• _What needs to be done_
Rescale the stretch of the listing from the line containing "Ground sky in" through the line containing "0, 373, 1080, 529", writing out only those lines, requests included. Multiply each bounding-box coordinate in the answers by 2.15 and round to whole numbers with halves going up, but leave the requests and their sample coordinates unchanged.

• _Excerpted data_

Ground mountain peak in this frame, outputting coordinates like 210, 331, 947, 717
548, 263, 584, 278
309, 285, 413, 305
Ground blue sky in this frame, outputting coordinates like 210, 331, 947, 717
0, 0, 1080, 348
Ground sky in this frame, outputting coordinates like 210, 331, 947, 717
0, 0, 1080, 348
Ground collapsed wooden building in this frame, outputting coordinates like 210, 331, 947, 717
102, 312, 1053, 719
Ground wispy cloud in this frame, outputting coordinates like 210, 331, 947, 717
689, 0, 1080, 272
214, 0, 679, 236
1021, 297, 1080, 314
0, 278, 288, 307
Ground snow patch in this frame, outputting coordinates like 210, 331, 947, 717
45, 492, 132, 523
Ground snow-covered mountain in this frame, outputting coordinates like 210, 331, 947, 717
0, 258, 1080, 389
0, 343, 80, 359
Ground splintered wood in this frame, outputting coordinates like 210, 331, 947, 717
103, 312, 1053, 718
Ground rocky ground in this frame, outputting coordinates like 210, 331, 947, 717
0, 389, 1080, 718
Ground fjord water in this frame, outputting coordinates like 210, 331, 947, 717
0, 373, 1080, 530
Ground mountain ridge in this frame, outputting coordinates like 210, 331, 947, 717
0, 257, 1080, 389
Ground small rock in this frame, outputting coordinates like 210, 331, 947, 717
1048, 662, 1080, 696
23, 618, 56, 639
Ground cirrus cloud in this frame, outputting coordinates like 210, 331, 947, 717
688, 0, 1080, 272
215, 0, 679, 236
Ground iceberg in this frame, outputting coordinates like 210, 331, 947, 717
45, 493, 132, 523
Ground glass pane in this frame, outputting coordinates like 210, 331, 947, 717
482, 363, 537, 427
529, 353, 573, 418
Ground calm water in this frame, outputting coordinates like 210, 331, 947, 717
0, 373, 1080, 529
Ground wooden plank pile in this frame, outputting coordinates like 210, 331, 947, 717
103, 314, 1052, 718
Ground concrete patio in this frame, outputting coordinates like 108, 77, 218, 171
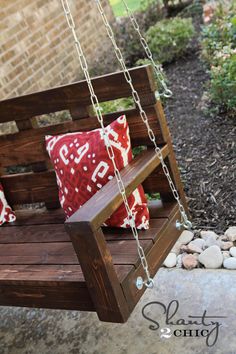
0, 268, 236, 354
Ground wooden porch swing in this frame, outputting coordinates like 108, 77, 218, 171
0, 0, 190, 323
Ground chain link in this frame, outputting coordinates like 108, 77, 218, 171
122, 0, 173, 97
95, 0, 192, 229
61, 0, 153, 287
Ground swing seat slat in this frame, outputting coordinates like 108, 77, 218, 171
0, 66, 186, 323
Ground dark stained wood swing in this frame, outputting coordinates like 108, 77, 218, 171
0, 66, 189, 322
0, 0, 192, 323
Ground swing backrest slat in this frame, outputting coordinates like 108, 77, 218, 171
0, 66, 169, 207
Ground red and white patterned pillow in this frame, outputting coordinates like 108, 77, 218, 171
45, 116, 149, 229
0, 183, 16, 226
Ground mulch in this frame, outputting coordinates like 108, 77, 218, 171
165, 50, 236, 233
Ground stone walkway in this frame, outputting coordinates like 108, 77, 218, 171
0, 268, 236, 354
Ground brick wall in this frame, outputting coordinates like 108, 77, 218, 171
0, 0, 113, 99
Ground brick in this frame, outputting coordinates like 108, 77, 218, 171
0, 0, 114, 99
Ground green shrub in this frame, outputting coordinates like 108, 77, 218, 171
114, 0, 166, 67
210, 50, 236, 116
146, 17, 195, 63
202, 5, 236, 116
178, 0, 203, 19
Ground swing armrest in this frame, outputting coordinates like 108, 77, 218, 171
66, 145, 168, 230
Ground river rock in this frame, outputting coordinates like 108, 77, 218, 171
163, 252, 177, 268
187, 240, 204, 253
219, 235, 229, 241
190, 238, 206, 249
229, 247, 236, 257
182, 254, 198, 269
198, 245, 223, 269
204, 235, 221, 249
223, 257, 236, 269
222, 251, 230, 260
225, 226, 236, 242
220, 241, 236, 251
200, 231, 218, 241
177, 230, 194, 245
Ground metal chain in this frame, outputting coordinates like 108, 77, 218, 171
61, 0, 154, 289
95, 0, 192, 229
122, 0, 173, 97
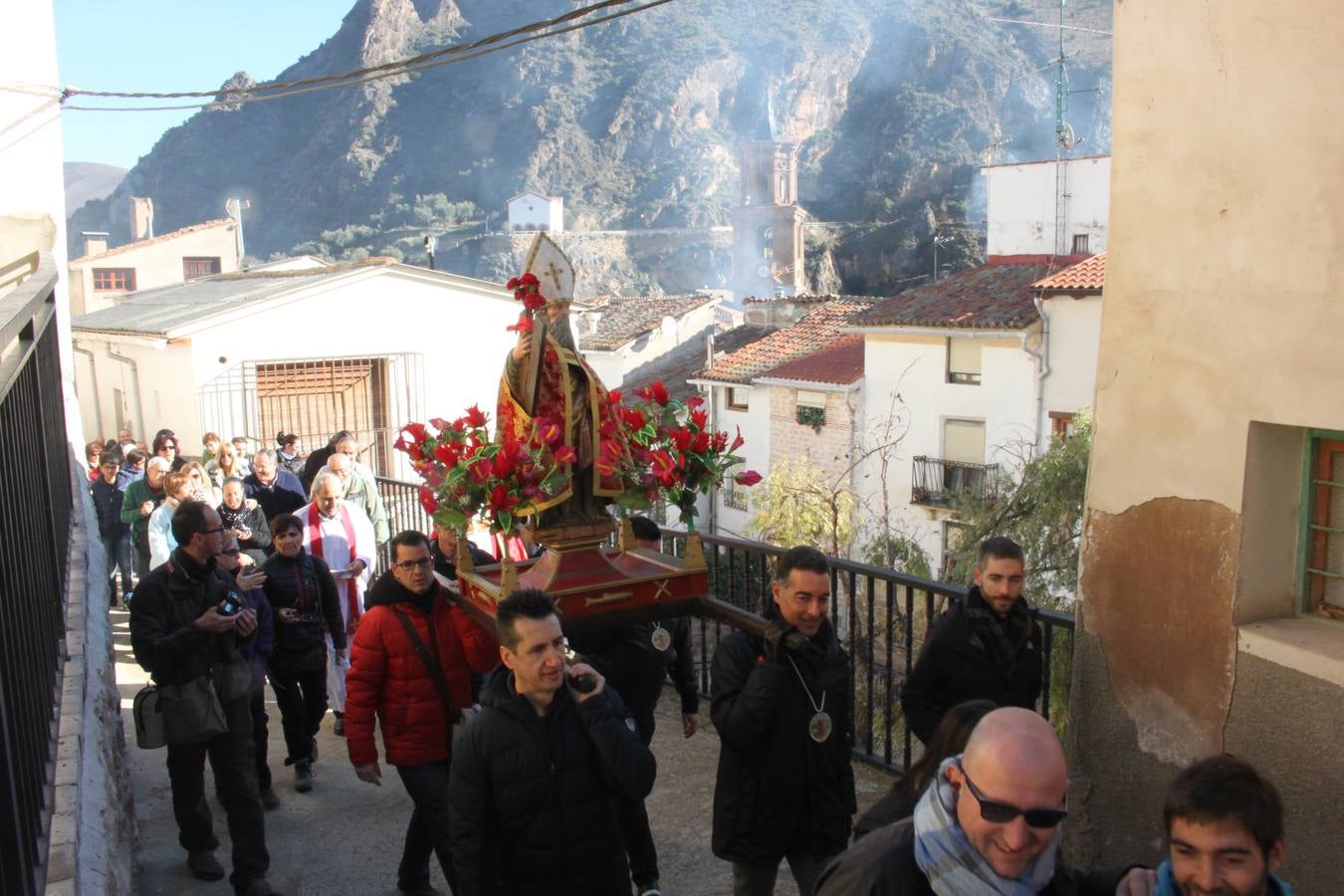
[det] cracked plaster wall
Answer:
[1068,0,1344,892]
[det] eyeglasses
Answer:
[957,762,1068,827]
[392,558,434,572]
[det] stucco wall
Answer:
[1039,296,1102,429]
[986,156,1110,255]
[1070,0,1344,893]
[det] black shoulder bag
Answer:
[391,607,462,743]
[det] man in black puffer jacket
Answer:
[449,588,654,896]
[713,547,856,896]
[901,536,1041,745]
[130,501,274,896]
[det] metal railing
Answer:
[910,455,999,507]
[0,253,73,893]
[377,478,1074,772]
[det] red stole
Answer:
[308,504,363,622]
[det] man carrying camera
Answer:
[130,501,276,896]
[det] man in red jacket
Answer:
[345,531,499,895]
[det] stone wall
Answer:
[47,454,135,896]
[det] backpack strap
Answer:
[390,607,462,726]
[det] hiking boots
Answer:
[187,849,224,880]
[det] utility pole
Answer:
[224,196,251,270]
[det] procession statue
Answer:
[496,234,623,530]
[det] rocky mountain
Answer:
[70,0,1110,293]
[65,161,126,215]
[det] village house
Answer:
[691,296,872,535]
[69,212,241,316]
[72,259,518,476]
[572,295,719,388]
[504,191,564,234]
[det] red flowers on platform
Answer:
[394,405,573,535]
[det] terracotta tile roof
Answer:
[698,297,871,383]
[579,296,714,352]
[70,218,234,265]
[621,326,764,400]
[1030,253,1106,299]
[853,263,1049,330]
[761,334,863,385]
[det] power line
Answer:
[62,0,672,112]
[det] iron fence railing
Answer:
[0,254,73,893]
[379,480,1074,770]
[910,455,999,507]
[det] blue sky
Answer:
[57,0,354,168]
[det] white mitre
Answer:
[523,234,573,303]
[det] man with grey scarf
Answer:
[901,536,1041,743]
[815,707,1122,896]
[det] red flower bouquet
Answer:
[394,405,573,535]
[613,383,761,532]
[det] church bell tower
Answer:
[733,139,806,301]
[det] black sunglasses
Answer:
[957,762,1068,827]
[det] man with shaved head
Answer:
[817,707,1121,896]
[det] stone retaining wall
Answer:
[47,454,135,896]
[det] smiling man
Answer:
[817,707,1120,896]
[901,536,1040,743]
[1155,755,1293,896]
[713,547,855,896]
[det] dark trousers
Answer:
[266,662,327,766]
[168,697,270,889]
[733,853,834,896]
[396,762,457,889]
[103,531,135,606]
[249,685,270,789]
[615,707,659,889]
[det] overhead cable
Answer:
[62,0,672,112]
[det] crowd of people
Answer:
[90,430,1291,896]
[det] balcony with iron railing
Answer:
[910,455,999,508]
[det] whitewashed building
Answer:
[73,259,518,474]
[572,296,719,388]
[506,191,564,234]
[983,156,1110,259]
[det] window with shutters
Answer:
[93,268,135,293]
[1299,432,1344,619]
[948,337,980,385]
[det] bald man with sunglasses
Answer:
[817,708,1122,896]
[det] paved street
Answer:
[112,610,890,896]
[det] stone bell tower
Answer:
[733,139,806,301]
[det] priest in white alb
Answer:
[295,470,377,736]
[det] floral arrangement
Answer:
[394,405,573,536]
[611,383,761,532]
[506,274,546,334]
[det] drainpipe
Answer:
[70,342,108,437]
[108,345,145,438]
[1021,296,1049,454]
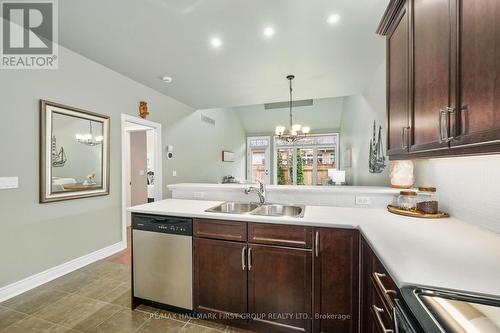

• _Full solution_
Ground sky in this frame, outputting coordinates like 210, 331, 947, 717
0, 0, 2322, 748
Ground collapsed wooden building in this frame, outputting coordinates like 210, 331, 947, 717
219, 671, 2264, 1546
Ground wispy cloud in this frame, outputting coordinates like 210, 331, 947, 717
1481, 0, 2322, 585
460, 0, 1460, 507
2195, 639, 2322, 675
0, 598, 619, 660
Ground snow patch in this frame, outputting coordinates like 210, 331, 947, 717
97, 1058, 284, 1124
Ground snow-covered mountain in this frame, outputting coordinates like 210, 331, 947, 717
0, 555, 2322, 836
0, 737, 172, 772
Ground splintered wood in this frame, outputting coordinates like 210, 331, 947, 717
221, 671, 2264, 1544
Ground rocky ground in this frame, outputting coordinates like 210, 331, 947, 717
0, 836, 2322, 1544
Ground fjord water in this frame, outputting coordinates like 210, 331, 947, 717
0, 802, 2322, 1140
Ground mountain ridge in this frame, outputting coordinates like 210, 331, 947, 717
0, 553, 2322, 836
Ground small rock in this frame, outputting coordinates like 210, 331, 947, 717
2253, 1423, 2322, 1496
49, 1329, 120, 1374
Ground cirrus cloud in this frame, outputting coordinates like 210, 331, 947, 717
1479, 0, 2322, 585
462, 0, 1460, 507
Ground iceberg in this frame, outputting coordinates like 210, 331, 947, 717
97, 1060, 284, 1124
Ground glass pane in this frame, outputting coordinates like 210, 331, 947, 717
1036, 780, 1155, 918
1137, 759, 1232, 899
Ground calm water in this frame, outputting coordinates like 210, 331, 947, 717
0, 802, 2322, 1137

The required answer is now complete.